Your assignment
This task calls for copying every line of the records that includes the word "white".
[Entries provided — start]
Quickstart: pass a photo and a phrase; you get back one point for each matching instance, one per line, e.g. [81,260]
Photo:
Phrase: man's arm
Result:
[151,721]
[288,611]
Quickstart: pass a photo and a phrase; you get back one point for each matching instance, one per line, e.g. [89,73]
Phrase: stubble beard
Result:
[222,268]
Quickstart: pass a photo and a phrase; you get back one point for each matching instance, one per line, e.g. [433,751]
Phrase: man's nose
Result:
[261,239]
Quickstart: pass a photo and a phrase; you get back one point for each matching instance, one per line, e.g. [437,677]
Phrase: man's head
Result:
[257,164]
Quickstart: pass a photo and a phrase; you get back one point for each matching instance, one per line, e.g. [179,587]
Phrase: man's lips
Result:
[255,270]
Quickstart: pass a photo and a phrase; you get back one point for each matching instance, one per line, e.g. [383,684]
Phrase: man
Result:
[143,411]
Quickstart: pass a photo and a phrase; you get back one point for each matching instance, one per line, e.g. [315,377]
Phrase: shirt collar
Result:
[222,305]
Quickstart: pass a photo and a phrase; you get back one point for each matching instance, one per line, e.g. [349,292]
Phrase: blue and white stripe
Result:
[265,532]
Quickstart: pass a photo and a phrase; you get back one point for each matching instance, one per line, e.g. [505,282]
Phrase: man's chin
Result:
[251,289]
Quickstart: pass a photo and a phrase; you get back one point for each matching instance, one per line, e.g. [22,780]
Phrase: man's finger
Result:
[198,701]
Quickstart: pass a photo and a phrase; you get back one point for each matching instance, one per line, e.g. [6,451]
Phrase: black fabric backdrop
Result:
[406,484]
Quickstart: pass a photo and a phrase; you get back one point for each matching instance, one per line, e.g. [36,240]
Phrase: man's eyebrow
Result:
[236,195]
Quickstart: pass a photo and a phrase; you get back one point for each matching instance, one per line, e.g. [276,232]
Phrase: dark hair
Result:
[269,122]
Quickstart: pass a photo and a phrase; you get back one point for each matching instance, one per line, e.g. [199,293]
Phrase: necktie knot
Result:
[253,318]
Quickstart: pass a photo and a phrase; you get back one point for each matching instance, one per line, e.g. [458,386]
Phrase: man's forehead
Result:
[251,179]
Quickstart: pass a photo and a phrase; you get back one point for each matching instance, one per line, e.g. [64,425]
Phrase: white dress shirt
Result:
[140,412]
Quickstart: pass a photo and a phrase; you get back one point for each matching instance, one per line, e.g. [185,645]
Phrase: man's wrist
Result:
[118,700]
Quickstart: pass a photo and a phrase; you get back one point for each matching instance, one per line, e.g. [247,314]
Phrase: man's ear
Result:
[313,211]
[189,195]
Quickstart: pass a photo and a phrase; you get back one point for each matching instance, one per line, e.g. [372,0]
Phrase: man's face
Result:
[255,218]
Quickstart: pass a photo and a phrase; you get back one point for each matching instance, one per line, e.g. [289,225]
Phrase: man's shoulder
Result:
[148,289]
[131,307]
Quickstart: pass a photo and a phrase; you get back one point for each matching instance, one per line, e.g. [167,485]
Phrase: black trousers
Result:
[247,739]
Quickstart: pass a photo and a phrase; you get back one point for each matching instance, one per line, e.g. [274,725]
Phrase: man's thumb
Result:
[Entries provided — finish]
Response area
Phrase: blue and white stripe
Phrase: white dress shirt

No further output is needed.